The negative binomial model results were very similar to the Poisson model, both in relation to magnitude of the coefficients and statistical significance. The goodness-of-fit measures indicated slight improvement over the Poisson model though the very small values of alpha ruled out over-dispersion for the car ownership model for both years and motorcycle/bicycle ownership model in 2005. However, both the LR test result and the alpha estimate indicated that for the 2010 motorcycle/bicycle ownership data, there is significant over-dispersion. The model is hence retained for the transferability analysis.

The results of the zero-inflated binomial models (ZINB) were substantially different from the Poisson and the negative binomial models. The Vuong test for appropriateness of the ZINB model indicates that the model is indeed better suited for 2010 data and 2005 car ownership than the negative binomial model. This is evident in the statistically significant z-values at 95% level of confidence as shown by results in Table 3. It may be noted that the coefficients in this case predict the occurrence of zeros and have opposite interpretation of the signs to the previous two models. Although for the sake of conformity all variables significant in other models were retained, other than income, no variables were found to be statistically significant.

> [Exercise] Copy the stretch of the vehicle ownership passage from "The negative binomial model results" through "the transferability analysis.", renaming "Poisson model" to "Poisson regression". The lines here have nothing to do with the vehicle ownership passage.

> [Rows]
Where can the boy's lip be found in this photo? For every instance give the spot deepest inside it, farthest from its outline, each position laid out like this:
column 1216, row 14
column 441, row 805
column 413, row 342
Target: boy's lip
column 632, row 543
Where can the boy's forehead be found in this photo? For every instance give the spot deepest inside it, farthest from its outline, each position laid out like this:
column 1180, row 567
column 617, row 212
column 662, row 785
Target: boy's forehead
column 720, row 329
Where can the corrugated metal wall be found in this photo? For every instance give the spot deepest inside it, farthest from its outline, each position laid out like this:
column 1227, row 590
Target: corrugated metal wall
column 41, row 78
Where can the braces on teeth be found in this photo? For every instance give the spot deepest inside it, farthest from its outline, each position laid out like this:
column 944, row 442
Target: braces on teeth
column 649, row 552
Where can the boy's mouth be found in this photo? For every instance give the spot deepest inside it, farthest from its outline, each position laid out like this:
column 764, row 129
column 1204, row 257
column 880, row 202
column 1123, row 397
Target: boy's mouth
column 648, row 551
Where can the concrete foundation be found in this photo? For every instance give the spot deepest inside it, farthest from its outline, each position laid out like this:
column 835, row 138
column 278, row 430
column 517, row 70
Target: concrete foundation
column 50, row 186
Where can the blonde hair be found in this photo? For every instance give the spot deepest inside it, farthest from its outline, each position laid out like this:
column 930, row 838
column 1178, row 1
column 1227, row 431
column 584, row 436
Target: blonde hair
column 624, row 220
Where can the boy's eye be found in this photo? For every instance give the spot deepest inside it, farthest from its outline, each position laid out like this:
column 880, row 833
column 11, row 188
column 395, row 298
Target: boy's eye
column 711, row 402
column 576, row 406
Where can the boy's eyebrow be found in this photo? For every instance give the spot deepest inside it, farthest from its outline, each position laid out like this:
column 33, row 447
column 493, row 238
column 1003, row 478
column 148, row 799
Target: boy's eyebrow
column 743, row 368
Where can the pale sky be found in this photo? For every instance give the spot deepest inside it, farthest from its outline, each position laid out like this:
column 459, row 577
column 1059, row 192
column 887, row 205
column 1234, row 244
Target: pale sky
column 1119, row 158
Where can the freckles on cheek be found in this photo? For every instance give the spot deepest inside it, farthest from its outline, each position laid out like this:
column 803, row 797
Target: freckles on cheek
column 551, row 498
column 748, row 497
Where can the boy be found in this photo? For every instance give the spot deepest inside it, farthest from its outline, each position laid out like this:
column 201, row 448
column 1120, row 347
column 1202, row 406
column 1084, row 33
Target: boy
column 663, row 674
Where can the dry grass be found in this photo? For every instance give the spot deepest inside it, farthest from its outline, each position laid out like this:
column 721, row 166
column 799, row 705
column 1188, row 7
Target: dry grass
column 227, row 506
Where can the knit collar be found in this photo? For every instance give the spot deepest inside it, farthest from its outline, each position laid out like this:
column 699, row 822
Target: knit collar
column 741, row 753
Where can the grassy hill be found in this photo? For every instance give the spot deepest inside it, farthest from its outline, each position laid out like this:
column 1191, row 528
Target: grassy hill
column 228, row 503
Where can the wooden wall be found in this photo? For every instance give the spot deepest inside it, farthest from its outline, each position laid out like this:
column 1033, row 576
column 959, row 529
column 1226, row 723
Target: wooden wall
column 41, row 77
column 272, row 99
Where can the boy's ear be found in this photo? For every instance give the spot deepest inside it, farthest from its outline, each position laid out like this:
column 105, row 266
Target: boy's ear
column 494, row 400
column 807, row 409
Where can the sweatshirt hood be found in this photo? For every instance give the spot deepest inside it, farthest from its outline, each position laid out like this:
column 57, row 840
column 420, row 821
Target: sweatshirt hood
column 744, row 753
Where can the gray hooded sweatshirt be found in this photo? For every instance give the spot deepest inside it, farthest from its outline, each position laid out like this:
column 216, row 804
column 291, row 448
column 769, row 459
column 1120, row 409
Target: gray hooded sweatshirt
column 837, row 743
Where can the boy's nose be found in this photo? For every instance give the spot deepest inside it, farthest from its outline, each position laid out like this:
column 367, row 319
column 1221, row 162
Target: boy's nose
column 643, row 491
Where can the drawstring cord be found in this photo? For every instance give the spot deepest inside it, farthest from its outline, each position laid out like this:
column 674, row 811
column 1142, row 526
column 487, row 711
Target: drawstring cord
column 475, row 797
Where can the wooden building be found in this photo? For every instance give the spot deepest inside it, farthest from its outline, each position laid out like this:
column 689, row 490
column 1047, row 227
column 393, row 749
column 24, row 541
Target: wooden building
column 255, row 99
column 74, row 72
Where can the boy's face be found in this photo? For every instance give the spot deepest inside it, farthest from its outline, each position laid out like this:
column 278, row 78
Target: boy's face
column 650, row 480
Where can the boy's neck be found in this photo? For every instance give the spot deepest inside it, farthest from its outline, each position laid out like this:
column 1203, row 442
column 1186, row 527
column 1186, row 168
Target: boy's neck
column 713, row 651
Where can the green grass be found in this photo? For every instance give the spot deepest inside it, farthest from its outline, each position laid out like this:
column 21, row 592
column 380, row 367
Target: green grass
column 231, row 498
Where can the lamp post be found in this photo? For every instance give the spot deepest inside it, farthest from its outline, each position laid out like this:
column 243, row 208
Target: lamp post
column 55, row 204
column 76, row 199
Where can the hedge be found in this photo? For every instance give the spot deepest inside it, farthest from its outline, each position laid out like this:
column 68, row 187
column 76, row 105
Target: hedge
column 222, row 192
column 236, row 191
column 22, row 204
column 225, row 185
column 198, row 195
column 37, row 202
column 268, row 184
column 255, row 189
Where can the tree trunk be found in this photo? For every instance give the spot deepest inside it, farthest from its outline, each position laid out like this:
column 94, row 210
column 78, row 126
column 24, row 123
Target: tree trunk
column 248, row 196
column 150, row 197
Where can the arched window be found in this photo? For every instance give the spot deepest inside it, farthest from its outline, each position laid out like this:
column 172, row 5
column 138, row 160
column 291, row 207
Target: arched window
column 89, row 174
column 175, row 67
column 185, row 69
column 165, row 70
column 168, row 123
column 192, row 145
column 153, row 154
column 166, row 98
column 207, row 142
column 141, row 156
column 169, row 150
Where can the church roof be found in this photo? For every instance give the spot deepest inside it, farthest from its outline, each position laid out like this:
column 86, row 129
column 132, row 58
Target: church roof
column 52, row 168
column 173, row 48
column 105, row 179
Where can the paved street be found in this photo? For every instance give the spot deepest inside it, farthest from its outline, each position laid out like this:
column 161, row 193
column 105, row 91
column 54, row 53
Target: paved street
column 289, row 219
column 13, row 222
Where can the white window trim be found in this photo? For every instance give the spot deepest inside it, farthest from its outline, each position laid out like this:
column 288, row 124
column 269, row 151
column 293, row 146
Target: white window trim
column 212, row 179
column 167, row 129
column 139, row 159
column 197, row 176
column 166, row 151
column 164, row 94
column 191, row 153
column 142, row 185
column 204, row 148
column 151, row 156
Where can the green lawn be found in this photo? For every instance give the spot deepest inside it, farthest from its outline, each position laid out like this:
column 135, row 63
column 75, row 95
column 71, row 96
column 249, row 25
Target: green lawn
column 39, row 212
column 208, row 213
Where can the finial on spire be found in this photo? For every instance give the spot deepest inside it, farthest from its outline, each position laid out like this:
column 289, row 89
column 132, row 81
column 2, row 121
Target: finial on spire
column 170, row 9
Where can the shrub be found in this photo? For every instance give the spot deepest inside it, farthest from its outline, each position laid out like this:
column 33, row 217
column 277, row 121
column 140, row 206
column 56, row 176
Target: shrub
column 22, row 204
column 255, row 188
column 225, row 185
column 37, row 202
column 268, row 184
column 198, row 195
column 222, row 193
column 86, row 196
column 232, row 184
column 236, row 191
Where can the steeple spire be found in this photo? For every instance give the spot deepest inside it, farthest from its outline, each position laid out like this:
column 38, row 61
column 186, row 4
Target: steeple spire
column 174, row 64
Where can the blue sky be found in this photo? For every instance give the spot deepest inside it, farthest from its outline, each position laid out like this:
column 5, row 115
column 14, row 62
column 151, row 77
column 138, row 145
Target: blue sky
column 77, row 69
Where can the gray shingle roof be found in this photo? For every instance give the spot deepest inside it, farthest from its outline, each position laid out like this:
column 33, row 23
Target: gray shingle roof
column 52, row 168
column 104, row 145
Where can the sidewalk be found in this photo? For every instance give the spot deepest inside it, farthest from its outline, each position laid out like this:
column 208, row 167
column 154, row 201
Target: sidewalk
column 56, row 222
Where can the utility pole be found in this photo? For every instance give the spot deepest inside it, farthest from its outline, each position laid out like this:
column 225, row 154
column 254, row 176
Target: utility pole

> [Answer in full]
The negative binomial model results were very similar to the Poisson regression, both in relation to magnitude of the coefficients and statistical significance. The goodness-of-fit measures indicated slight improvement over the Poisson regression though the very small values of alpha ruled out over-dispersion for the car ownership model for both years and motorcycle/bicycle ownership model in 2005. However, both the LR test result and the alpha estimate indicated that for the 2010 motorcycle/bicycle ownership data, there is significant over-dispersion. The model is hence retained for the transferability analysis.